Rewrite the lines below from the line that contains "Task: check that each instance of the woman's forearm" through the line that contains "[(310, 251)]", inclusive, and give only those lines, requests included. Multiply every coordinate in the answers by 2.6 and round each result to a whole number, with halves rounded up, while leaving the requests and their format samples unchanged.

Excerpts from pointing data
-.-.-
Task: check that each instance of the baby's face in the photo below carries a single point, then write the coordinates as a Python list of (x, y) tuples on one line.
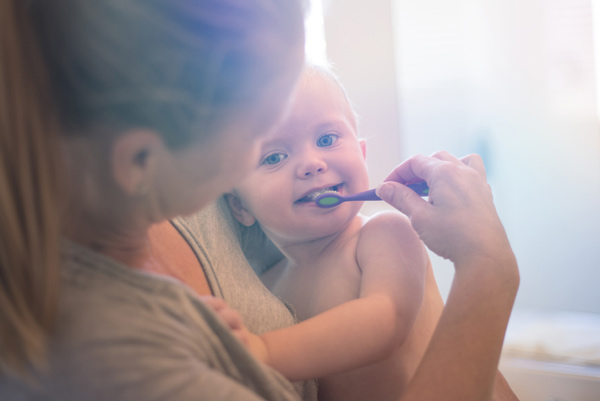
[(316, 148)]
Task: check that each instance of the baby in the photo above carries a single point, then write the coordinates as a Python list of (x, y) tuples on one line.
[(363, 288)]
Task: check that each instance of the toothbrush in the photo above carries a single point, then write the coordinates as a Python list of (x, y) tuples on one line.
[(331, 199)]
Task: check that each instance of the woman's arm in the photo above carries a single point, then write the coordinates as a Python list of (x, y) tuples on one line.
[(459, 222)]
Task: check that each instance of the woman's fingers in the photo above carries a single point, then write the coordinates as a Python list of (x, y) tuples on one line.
[(459, 217)]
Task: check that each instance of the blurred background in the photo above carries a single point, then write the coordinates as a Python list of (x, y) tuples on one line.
[(512, 80), (518, 82)]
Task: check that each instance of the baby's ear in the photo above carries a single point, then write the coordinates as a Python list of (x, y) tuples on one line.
[(239, 211)]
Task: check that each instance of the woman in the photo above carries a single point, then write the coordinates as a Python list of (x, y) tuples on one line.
[(140, 111)]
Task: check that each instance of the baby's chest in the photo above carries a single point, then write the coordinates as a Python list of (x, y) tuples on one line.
[(315, 289)]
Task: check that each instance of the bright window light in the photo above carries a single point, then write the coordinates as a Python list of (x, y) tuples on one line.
[(315, 34)]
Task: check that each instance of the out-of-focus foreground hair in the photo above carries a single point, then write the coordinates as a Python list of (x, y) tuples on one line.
[(69, 67)]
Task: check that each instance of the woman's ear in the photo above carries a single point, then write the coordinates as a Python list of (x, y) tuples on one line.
[(134, 158), (363, 147), (239, 211)]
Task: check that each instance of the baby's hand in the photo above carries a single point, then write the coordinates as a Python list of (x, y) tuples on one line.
[(233, 320), (230, 317)]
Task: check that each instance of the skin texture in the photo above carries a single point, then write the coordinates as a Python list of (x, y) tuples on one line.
[(358, 284), (471, 329)]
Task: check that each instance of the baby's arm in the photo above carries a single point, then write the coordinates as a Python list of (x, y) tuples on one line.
[(364, 330)]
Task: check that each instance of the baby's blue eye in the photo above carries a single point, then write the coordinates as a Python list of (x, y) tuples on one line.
[(327, 140), (274, 158)]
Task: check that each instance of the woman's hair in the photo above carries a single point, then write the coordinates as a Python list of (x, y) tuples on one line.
[(68, 67)]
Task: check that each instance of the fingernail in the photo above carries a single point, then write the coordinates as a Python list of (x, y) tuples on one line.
[(385, 191)]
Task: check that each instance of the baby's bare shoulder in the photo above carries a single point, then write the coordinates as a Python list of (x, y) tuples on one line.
[(387, 222), (390, 232)]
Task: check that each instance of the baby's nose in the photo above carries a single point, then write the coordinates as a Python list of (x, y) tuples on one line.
[(312, 168)]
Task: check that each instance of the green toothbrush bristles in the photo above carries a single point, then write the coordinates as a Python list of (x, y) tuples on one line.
[(328, 200)]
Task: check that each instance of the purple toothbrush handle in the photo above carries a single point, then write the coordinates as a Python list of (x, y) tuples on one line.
[(366, 195), (420, 188)]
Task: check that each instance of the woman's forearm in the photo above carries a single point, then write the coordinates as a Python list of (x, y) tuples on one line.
[(462, 359)]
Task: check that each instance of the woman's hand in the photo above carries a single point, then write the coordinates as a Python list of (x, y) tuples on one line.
[(459, 222)]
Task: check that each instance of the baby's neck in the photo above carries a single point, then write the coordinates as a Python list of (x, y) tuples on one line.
[(310, 251)]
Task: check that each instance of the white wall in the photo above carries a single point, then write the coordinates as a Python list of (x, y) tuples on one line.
[(509, 79)]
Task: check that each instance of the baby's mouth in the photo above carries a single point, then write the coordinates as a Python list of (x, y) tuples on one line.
[(313, 195)]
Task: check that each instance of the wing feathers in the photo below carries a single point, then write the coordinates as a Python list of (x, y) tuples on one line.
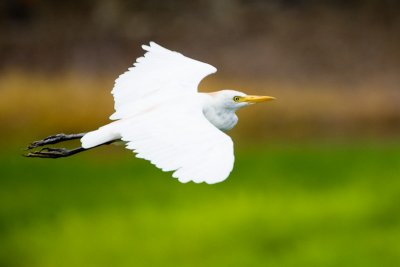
-.-.-
Exercise result
Task: check that each instance of the woman's forearm in the photo above carries a single point, then write the coordinates as a Python list of (x, y) tuples on one line.
[(1201, 933)]
Task: check that each instance of the woman's hand in the photo above carries a single point, then write the coordinates as a Python list of (x, y) tuples on one line.
[(1193, 577)]
Task: check that each instance of the baby's neck in the photo above carries a single point, then write the coordinates as a Python list of (x, y) tuples on one line.
[(806, 653)]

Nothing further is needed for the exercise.